··· Quoted text
2 Peter 2:20-21 For if after they have escaped the pollutions of the world through the knowledge of the Lord and Saviour Jesus Christ, they are again entangled therein, and overcome, the latter end is worse with them than the beginning.
for it had been better for them not to have known the way of righteousness than, after they have known it, to turn from the holy commandment delivered unto them.

Thursday, October 20, 2005

feeling dissociative?

every once in a while, i pick up a random, unrecognizable cd from the library, on the basis only of how interesting it seems to me at the time.
generally, the results are underwhelming. independent music is, by and large, either extraordinary or bland, but seldom anything in between.
yesterday's curio du jour was the dissociatives.
and, while the music is, itself, lacklustre, the lyrics are compelling enough that i felt i should share a little here. this passage in particular, while seeming nonsense, resonates with me for some reason i don't quite understand, and i hope it doesn't mean i'm simply crazy.

welcome to planet pod,
where insects sound like lasers
and men who wear abrasive hats,
with eyeballs judge like juries,
and skin that flakes like ancient paint,
suffocate contentment
birds creep over tin roofs
like criminals with tap shoes

stain the glass with windows,
extortionate and cold stare,
we're much preferred customers,
and honestly i don't care

you'll get a chance, another chance, one more sun

drape the concrete curtains, over empty spaces
age is just a number drawn on empty faces.
······
**Direction 1**: In the song lyrics quoted in the blog post, list every word or phrase that comes right after the word "like".
··· Data supplied
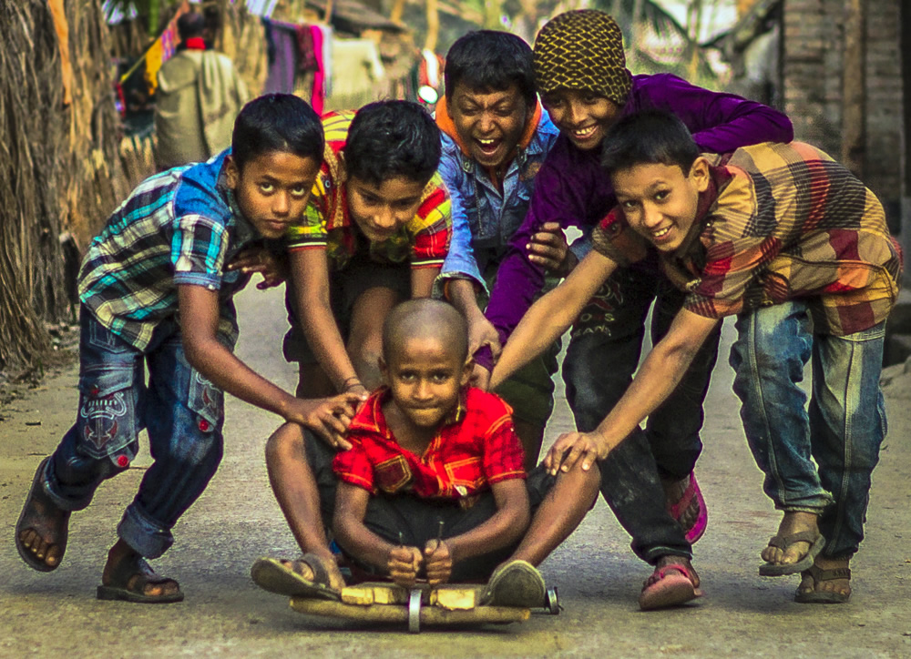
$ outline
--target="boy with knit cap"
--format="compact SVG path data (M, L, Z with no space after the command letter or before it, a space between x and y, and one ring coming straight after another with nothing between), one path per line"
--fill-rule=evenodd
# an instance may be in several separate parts
M631 76L625 66L616 22L596 10L562 14L540 31L534 46L538 92L560 137L536 177L528 214L500 266L486 316L506 341L543 284L541 259L532 238L546 222L574 226L583 234L616 202L599 157L605 135L620 117L645 108L678 116L700 149L725 153L758 142L787 142L790 121L780 112L731 94L702 89L670 74ZM575 258L568 254L565 269ZM563 362L567 399L580 431L594 430L629 386L641 351L650 306L652 340L668 331L683 295L656 277L654 259L619 269L576 319ZM602 493L632 536L638 556L656 566L640 604L674 603L681 574L699 580L690 564L691 542L705 529L705 505L692 470L701 451L702 400L714 365L718 331L643 431L630 438L601 464ZM489 367L489 356L476 360ZM673 570L667 568L672 564ZM666 596L666 591L670 595Z
M559 131L535 91L531 46L508 32L478 30L459 37L446 54L445 96L436 105L442 133L439 173L452 199L453 240L440 280L445 297L468 320L469 348L499 351L496 330L484 317L487 287L528 210L535 174ZM554 229L558 230L554 225ZM541 234L542 249L562 234ZM513 408L526 468L537 461L553 409L558 345L516 373L497 393Z
M654 111L624 117L610 135L603 162L619 203L595 229L595 251L523 318L494 381L558 336L618 266L660 254L687 291L684 306L607 417L561 436L545 463L609 461L701 341L735 316L733 390L765 492L783 512L759 573L801 573L797 602L846 602L886 430L884 328L901 279L882 205L807 144L701 154L677 117Z

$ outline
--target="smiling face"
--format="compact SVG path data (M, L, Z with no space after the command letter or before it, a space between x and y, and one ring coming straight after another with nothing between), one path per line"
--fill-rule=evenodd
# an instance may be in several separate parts
M458 404L471 362L440 336L406 338L389 360L380 361L384 380L402 419L415 430L438 426Z
M393 177L381 184L348 179L348 213L372 242L388 240L421 206L425 183Z
M662 252L671 252L696 219L699 193L709 185L709 164L699 157L687 175L676 165L634 165L613 172L610 179L633 230Z
M601 146L623 109L602 96L578 89L555 89L545 94L541 103L554 125L583 151Z
M243 217L263 238L278 238L303 215L321 164L287 151L268 151L242 169L229 157L225 173Z
M459 139L471 157L486 167L498 167L512 157L534 110L517 85L492 91L456 83L447 101Z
······
**Direction 2**: Rewrite the stored data listing as a JSON list of strings, one string per line, with blank lines and pictures left out. Begin at the start of the listing and stop after the line that contains "M631 76L625 66L616".

**Complete response 1**: lasers, juries, ancient paint, criminals with tap shoes

**Complete response 2**:
[
  "$ outline",
  "--target=\"boy with knit cap\"",
  "--format=\"compact SVG path data (M, L, Z with no space after the command letter or before it, a space between x and y, and one ring coming straight after another with nothing between), one path per line\"",
  "--fill-rule=evenodd",
  "# an instance may be in several separate parts",
  "M631 76L625 66L616 22L596 10L562 14L540 31L534 46L538 92L560 137L536 177L528 214L500 266L486 316L506 341L543 284L541 259L532 238L546 222L574 226L583 234L616 202L599 157L605 135L620 117L645 108L678 116L700 149L725 153L758 142L787 142L790 121L780 112L731 94L702 89L670 74ZM575 258L568 254L565 269ZM563 362L567 399L580 431L594 430L629 386L641 351L650 306L652 340L668 331L683 295L656 277L654 259L619 269L576 319ZM602 493L632 536L638 556L656 566L640 604L674 603L681 574L699 580L690 564L691 542L705 529L705 505L692 470L701 451L702 400L714 365L718 331L643 431L630 438L601 464ZM489 367L489 356L476 360ZM673 570L667 568L672 564ZM666 596L666 591L670 595Z"
]